— begin Document extract —

In [88]:
# import fluidsynth
import glob
import numpy as np
import pandas as pd
import pretty_midi
import collections
from pathlib import Path
from IPython import display
import json

import torch
from torch.utils.data import Dataset, DataLoader
from torch import nn

%matplotlib inline
from matplotlib import pyplot as plt

recreate the model that was used for training - which is located in  `./baseline_1/train_baseline.py`

In [95]:
from baseline_2.train import PianoRollLSTM, PianoRoll, get_df_meta

load the model state and it put it in eval mode

In [96]:
model = PianoRollLSTM(hidden_size=60)
model_weights_file = 'baseline_2/first_run/model_weights_iter2180000.pth'
model.load_state_dict(torch.load(model_weights_file))
model.eval()

PianoRollLSTM(
  (lstm): LSTM(128, 60, batch_first=True)
  (norm): BatchNorm1d(60, eps=1e-05, momentum=0.1, affine=True, track_running_stats=True)
  (pitch_layer): Sequential(
    (0): Linear(in_features=60, out_features=128, bias=True)
    (1): Sigmoid()
  )
)

In [97]:
_datadir = './data/classical'
_datadir = Path(_datadir)
df_meta = get_df_meta(_datadir)

In [98]:
seq_length = 30

df_chpn = df_meta[df_meta['composer'] == 'chpn']
rng = np.random.default_rng(12345)
idx = np.arange(df_chpn.shape[0])
n_train = int(0.8*idx.shape[0])
train_idx = rng.choice(idx, size=n_train, replace=False)
test_idx = idx[~np.in1d(idx, train_idx)]
df_train = df_chpn.iloc[train_idx]
df_test = df_chpn.iloc[test_idx]

dset_train = PianoRoll(df_meta=df_train, 
                    seq_length=seq_length)

— end Document extract —
— begin Provided information —

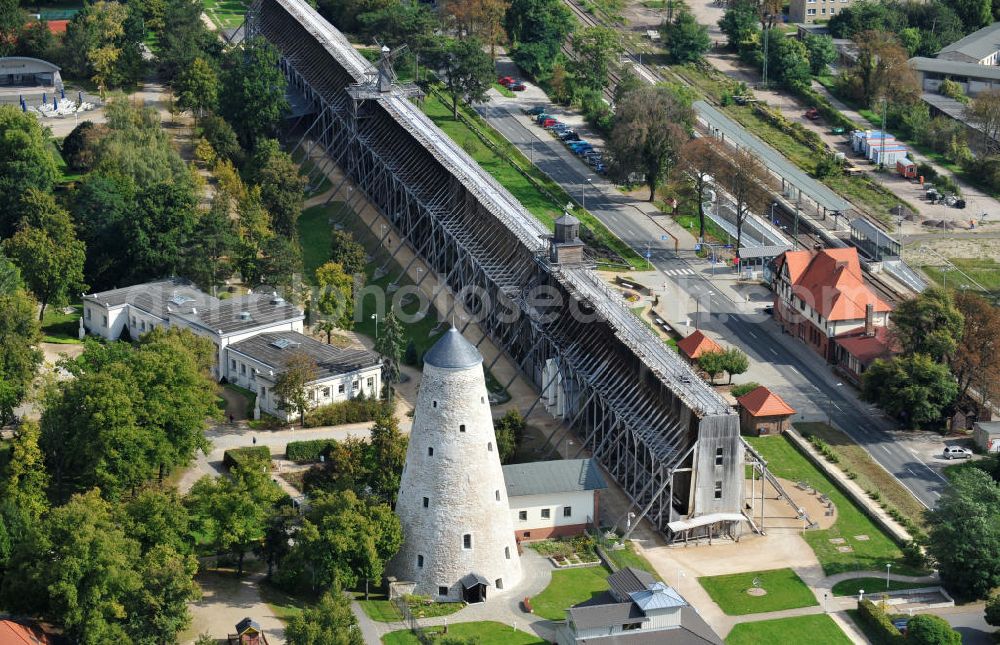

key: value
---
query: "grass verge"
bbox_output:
[42,305,83,345]
[726,614,851,645]
[833,578,934,596]
[423,94,645,268]
[747,435,927,576]
[382,620,545,645]
[698,569,819,616]
[531,567,608,620]
[795,423,927,530]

— end Provided information —

**Complete the following:**
1. Please reproduce the part of the piano-roll notebook that opens with the words containing "recreate the model" and closes with "model.load_state_dict(torch.load(model_weights_file))".
2. Answer these questions from the piano-roll notebook:
(a) What hidden size is passed when the model is created?
(b) What value is assigned to seq_length?
(c) Which composer value are the metadata rows filtered on?

**Responses to the tasks:**
1.
recreate the model that was used for training - which is located in  `./baseline_1/train_baseline.py`

In [95]:
from baseline_2.train import PianoRollLSTM, PianoRoll, get_df_meta

load the model state and it put it in eval mode

In [96]:
model = PianoRollLSTM(hidden_size=60)
model_weights_file = 'baseline_2/first_run/model_weights_iter2180000.pth'
model.load_state_dict(torch.load(model_weights_file))

2.
(a) 60
(b) 30
(c) 'chpn'